# Given request
Please copy each of the rows below verbatim, leaving out the pictures.

## Begin Working data

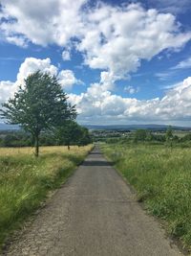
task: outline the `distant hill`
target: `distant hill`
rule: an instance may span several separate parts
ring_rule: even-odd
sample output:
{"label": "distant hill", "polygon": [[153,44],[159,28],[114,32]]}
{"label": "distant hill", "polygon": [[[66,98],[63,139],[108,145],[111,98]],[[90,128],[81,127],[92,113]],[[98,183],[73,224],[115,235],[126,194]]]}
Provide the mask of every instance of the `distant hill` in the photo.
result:
{"label": "distant hill", "polygon": [[[138,128],[151,129],[151,130],[165,130],[169,126],[166,125],[113,125],[113,126],[96,126],[96,125],[84,125],[89,129],[107,129],[107,130],[135,130]],[[19,126],[7,125],[0,123],[0,130],[18,130]],[[191,128],[172,126],[176,130],[191,130]]]}
{"label": "distant hill", "polygon": [[[113,126],[95,126],[85,125],[89,129],[107,129],[107,130],[120,130],[120,129],[151,129],[151,130],[165,130],[169,126],[166,125],[113,125]],[[191,130],[191,128],[172,126],[173,129],[177,130]]]}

## End Working data

# Output for this task
task: outline the `distant hill`
target: `distant hill`
rule: an instance may span several separate parts
ring_rule: even-odd
sample output:
{"label": "distant hill", "polygon": [[153,44],[159,28],[114,32]]}
{"label": "distant hill", "polygon": [[[66,98],[63,139],[108,145],[111,98]],[[90,128],[81,127],[92,113]],[[98,183],[73,224],[115,235],[126,194]]]}
Provide the mask of every instance of the `distant hill` in the photo.
result:
{"label": "distant hill", "polygon": [[[138,128],[151,129],[151,130],[165,130],[169,126],[166,125],[113,125],[113,126],[96,126],[96,125],[84,125],[89,129],[107,129],[107,130],[135,130]],[[19,126],[7,125],[0,123],[0,130],[18,130]],[[191,128],[172,126],[176,130],[191,130]]]}
{"label": "distant hill", "polygon": [[[113,126],[95,126],[85,125],[89,129],[107,129],[107,130],[120,130],[120,129],[151,129],[151,130],[165,130],[169,126],[166,125],[113,125]],[[191,130],[191,128],[172,126],[173,129],[177,130]]]}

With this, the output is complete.